13 pointsby chrisaycock4 hours ago4 comments
  • nacozarina3 hours ago
    lol clankers are definitely coming for the economists

    when the cashiers & janitors were replaced with robots, nobody complained about poor ppl displaced, they complained about well-fed ppl inconvenienced.

    It won’t be any different moving forward yet ppl will still manage to act surprised.

  • ls61220 minutes ago
    One of the most robust findings in labor economics is that in the long run capital and labor are complements, not substitutes. What this means is that over time, as capital productivity has increased, demand for both capital and labor has increased, rather than demand for labor falling while demand for capital increased. I'm skeptical that AI will be different than all of the previous inventions of the industrial era in this regard.
  • motbus33 hours ago
    A friend told me something curious about AI.

    The recent increase on talks of AI being sentient or having feelings is an excuse to not make a case against AI companies. At first I rejected the claim as being non sense, but it made sense...
● ● ● ● ● ● ●
WORK TO BE COMPLETED →
Go on with the comment thread about AI replacing economists, starting after its last sentence.

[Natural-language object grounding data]
● ● ● ● ● ● ●
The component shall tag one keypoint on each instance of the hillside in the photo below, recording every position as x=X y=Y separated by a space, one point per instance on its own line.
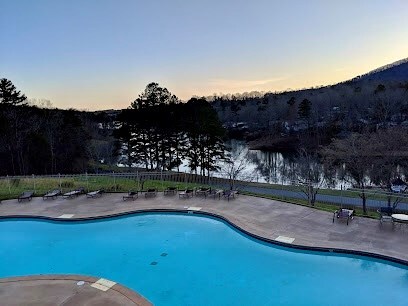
x=395 y=72
x=314 y=116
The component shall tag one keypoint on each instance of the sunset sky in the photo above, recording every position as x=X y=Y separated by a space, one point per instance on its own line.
x=100 y=54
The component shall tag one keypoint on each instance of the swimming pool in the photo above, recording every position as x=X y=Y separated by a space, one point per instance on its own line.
x=178 y=259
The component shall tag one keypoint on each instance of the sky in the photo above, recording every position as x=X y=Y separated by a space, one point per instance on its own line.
x=101 y=54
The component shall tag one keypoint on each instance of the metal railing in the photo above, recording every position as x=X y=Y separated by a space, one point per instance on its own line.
x=12 y=186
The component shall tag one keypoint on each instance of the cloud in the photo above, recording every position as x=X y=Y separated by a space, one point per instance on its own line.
x=231 y=84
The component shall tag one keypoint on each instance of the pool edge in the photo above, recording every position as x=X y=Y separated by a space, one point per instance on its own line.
x=232 y=224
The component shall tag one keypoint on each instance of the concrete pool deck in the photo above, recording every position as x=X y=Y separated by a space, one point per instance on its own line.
x=274 y=220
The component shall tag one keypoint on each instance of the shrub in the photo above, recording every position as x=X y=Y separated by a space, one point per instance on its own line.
x=15 y=182
x=67 y=184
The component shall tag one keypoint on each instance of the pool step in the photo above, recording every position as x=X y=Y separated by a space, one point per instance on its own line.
x=103 y=284
x=66 y=216
x=194 y=208
x=284 y=239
● ● ● ● ● ● ●
EXERCISE RESPONSE →
    There will be no way of proving AGI is a thing or not with a machine capable of generating any text. But also it will make it seems it is unpredictable and uncontrollable and they will sell this as a pain of growth and they had not ways to know that this "conscious-like" machine would be able to do this.

    This humanisation campaign lead by Huang and others is the perfect excuse for technology laymen law man who will take for granted that a ML "neuron" is exactly a biological neuron, and that machines take decisions and actions based on will and not pure statistical computing.